▶ _Work instructions_
Read through the listing below and copy each line in which the word "sweatshirt" occurs.
(Beginning of Supplied data)
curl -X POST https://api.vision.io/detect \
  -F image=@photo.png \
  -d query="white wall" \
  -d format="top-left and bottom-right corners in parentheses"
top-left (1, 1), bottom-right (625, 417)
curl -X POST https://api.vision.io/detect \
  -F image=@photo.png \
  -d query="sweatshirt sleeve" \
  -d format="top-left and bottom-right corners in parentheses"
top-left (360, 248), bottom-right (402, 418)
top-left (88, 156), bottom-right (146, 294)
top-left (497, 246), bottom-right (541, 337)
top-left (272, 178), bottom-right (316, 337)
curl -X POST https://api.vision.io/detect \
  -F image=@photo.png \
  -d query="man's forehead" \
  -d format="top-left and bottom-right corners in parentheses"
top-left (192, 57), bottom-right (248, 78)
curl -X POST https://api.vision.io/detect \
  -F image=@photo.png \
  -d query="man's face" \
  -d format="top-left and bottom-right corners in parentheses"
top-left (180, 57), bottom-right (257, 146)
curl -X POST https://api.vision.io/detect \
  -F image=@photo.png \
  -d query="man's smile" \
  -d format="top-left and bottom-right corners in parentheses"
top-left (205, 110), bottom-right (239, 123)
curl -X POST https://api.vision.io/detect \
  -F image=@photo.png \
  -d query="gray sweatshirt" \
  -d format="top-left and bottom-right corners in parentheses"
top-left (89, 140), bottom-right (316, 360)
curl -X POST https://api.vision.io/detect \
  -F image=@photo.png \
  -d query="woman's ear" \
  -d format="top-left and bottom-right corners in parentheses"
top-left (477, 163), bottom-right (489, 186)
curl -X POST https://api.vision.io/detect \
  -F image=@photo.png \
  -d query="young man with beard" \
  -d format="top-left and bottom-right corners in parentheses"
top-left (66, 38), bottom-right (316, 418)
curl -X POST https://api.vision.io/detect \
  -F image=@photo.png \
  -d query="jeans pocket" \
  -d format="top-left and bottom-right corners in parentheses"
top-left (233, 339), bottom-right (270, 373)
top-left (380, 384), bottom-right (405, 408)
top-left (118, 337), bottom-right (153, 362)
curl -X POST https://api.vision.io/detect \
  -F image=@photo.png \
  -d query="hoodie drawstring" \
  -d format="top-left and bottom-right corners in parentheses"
(End of Supplied data)
▶ _Reply_
  -d query="sweatshirt sleeve" \
  -d query="gray sweatshirt" \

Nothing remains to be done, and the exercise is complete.